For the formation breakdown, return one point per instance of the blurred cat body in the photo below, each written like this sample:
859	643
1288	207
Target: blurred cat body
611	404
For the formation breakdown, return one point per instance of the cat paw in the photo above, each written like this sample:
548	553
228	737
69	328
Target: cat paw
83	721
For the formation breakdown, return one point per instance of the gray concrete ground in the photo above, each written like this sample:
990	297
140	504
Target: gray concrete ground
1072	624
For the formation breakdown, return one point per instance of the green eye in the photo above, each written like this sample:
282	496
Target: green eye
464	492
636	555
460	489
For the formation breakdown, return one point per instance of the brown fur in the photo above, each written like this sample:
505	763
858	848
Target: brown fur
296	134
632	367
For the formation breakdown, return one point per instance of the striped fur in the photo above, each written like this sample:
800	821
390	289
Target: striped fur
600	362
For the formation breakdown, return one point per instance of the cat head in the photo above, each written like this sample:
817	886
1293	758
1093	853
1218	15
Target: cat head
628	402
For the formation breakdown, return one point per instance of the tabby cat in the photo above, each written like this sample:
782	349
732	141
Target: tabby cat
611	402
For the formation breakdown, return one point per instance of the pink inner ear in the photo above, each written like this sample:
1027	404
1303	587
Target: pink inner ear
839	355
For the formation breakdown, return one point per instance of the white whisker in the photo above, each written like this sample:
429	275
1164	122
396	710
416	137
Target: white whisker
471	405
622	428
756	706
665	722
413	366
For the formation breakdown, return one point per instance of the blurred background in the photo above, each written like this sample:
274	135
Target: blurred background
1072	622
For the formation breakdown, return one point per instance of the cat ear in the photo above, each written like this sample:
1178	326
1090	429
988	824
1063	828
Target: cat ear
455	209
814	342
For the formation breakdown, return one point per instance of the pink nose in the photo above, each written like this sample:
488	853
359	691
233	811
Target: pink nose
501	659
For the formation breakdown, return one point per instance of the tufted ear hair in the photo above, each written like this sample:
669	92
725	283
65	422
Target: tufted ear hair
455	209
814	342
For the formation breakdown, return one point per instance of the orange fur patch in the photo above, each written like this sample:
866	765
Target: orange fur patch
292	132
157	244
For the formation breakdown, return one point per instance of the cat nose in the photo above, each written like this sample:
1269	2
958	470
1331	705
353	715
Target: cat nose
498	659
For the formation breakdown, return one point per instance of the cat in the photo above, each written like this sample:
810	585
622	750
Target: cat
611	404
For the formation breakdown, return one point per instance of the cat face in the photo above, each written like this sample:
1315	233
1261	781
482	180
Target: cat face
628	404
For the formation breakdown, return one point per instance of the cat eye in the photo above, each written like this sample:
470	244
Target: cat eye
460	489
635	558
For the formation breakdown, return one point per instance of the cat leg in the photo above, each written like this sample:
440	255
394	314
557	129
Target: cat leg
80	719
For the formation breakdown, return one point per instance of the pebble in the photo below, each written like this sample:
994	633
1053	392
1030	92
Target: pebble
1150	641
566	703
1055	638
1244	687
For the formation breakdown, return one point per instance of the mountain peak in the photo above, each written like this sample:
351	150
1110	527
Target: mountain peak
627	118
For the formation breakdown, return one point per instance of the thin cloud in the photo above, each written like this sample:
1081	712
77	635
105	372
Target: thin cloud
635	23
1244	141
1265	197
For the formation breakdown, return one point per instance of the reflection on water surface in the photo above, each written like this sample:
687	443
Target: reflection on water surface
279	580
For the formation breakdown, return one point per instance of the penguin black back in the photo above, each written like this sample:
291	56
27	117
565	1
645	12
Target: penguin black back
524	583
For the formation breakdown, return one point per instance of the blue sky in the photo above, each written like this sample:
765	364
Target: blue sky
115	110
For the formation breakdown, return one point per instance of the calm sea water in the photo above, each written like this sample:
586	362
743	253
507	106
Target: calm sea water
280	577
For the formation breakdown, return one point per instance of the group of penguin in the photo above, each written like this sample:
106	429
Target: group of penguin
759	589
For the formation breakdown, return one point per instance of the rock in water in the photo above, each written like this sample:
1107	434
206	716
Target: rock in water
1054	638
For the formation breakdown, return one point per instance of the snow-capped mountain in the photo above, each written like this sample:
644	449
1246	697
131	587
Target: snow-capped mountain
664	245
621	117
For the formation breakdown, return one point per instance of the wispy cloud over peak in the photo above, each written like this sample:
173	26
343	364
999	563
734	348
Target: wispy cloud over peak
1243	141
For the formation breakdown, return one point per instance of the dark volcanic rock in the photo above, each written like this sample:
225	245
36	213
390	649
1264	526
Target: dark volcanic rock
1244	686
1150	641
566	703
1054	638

------------------------------------------------------------------------

Problem requirements:
Everything from the line containing "of the dark" to the end of the listing above must be returned exactly. Both end lines belong in it.

Solution to this task:
For the formation breakdown, return one point per instance of the dark volcanic rock in the photo above, each written like this sample:
225	245
36	213
390	649
1264	526
Target: dark volcanic rock
1244	686
1150	641
566	703
1054	638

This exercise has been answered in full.